__WORK TO COMPLETE__. Rewrite the entries below, swapping "Expected format" for "Required format" wherever it appears and changing nothing else.

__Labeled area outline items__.

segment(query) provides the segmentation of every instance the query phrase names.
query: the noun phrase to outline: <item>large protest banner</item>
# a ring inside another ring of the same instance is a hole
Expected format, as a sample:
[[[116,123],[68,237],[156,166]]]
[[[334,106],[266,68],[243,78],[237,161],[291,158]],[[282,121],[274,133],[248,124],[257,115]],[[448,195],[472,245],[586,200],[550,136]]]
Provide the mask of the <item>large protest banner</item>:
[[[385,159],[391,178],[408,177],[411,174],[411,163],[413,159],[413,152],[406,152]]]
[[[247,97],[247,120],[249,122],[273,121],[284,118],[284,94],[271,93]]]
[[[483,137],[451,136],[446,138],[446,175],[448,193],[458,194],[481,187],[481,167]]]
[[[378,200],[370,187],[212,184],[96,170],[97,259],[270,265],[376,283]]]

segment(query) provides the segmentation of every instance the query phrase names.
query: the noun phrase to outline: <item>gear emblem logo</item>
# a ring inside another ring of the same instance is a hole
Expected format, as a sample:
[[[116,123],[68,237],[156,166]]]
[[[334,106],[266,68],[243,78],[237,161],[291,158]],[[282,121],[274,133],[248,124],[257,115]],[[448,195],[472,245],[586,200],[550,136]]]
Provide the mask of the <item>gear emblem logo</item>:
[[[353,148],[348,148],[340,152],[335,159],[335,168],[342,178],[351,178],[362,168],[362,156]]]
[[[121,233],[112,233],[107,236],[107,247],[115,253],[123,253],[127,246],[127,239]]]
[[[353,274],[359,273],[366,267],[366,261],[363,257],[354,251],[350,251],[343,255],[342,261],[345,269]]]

__TASK RESULT__.
segment(query) provides the segmentation of every instance the query phrase names.
query: the noun phrase to outline: <item>large protest banner</item>
# a ring inside another ring of the same instance is a hole
Required format, as a sample:
[[[116,123],[68,237],[156,166]]]
[[[334,106],[266,68],[243,78],[237,161],[291,158]],[[282,121],[274,133],[248,124],[257,115]],[[448,195],[472,245],[586,200],[550,136]]]
Provide the mask of the <item>large protest banner</item>:
[[[385,159],[391,178],[408,177],[411,174],[411,163],[413,159],[413,152],[406,152]]]
[[[247,97],[247,120],[249,122],[273,121],[284,118],[284,94],[271,93]]]
[[[483,137],[451,136],[446,138],[446,175],[448,193],[458,194],[481,187],[481,167]]]
[[[378,200],[370,187],[212,184],[96,170],[97,259],[270,265],[376,283]]]

segment(query) provides the segmentation of every instance the query phrase names.
query: the noun phrase to outline: <item>gear emblem logo</item>
# a ring inside another ring of the same instance is a hole
Required format, as a sample:
[[[116,123],[68,237],[156,166]]]
[[[334,106],[266,68],[243,78],[237,161],[291,158]],[[282,121],[274,133],[248,124],[257,115]],[[448,195],[472,245],[586,200],[550,136]]]
Provide the mask of the <item>gear emblem logo</item>:
[[[353,148],[348,148],[340,152],[335,159],[335,168],[342,178],[351,178],[362,168],[362,156]]]
[[[121,233],[112,233],[107,236],[107,247],[115,253],[123,253],[127,246],[127,239]]]
[[[353,274],[359,273],[366,267],[366,261],[363,257],[354,251],[350,251],[343,255],[342,261],[345,269]]]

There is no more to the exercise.